TEXT TO READ:
It’s even better if people have analytics skills focused on a specific sector. “As cyber security and privacy converge, it’s important to ensure that we’re staying on top of trends in our industry,” MacDermott says. “Being in the utility space, we have developments that are heading our way in smart grids, for example, and we’re looking to hire people today for a future skill set.”
While data analytics for security is not new, it’s getting increasingly more important, says James Yang, director of disaster recovery and IT risk management at Cummins Inc., a provider of engines and related technologies.
“The market has started demanding IT security professionals to have the business acumen to understand business-prioritized risks, correlate what seems to be isolated concerns into identifiable patterns and trends, and have the ability to communicate risk in the holistic manner,” Yang says.
The security skill set most in demand is the security analyst, who conducts the integration and testing, operation and maintenance of systems security, says Hord Tipton, executive director of the International Information Systems Security Certification Consortium Inc., (ISC)², a global, not-for-profit organization that provides education and certification for information security professionals.
“In addition, a security analyst possesses significant, higher-order skills and has a deep understanding of all business systems, knowing what information an organization cannot afford to lose,” Tipton says. “They are proficient in cyber threat analysis and in identifying and assessing the capabilities and activities of cyber criminals or foreign intelligence entities.”
They may also analyze threat information from multiple sources and disciplines, Tipton says, synthesizing it and placing it into context while drawing insights about the possible implications.
As organizations move more traditional back-end applications to the Web, the demand has grown for individuals with application security skills, says Jay McLaughlin, CSO of Q2, a provider of software for the financial services industry.

DATA SUPPLIED:
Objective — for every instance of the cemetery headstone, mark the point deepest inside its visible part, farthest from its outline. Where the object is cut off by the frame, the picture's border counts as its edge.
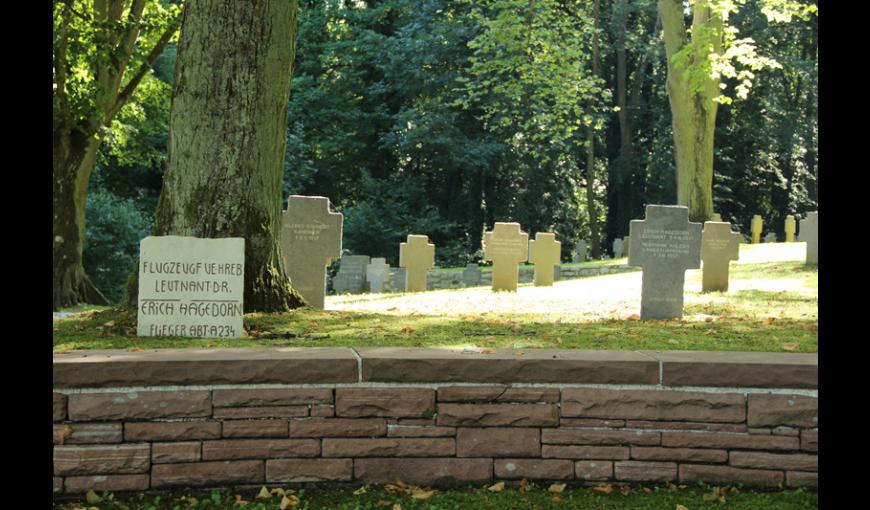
(756, 229)
(191, 287)
(506, 246)
(544, 253)
(665, 244)
(416, 255)
(310, 240)
(809, 234)
(790, 227)
(719, 246)
(377, 273)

GOAL:
In the passage on security skills, what does Cummins Inc. provide? Please answer in a few words. The material has no connection to the passage on security skills.

TASK ANSWER:
Engines and related technologies.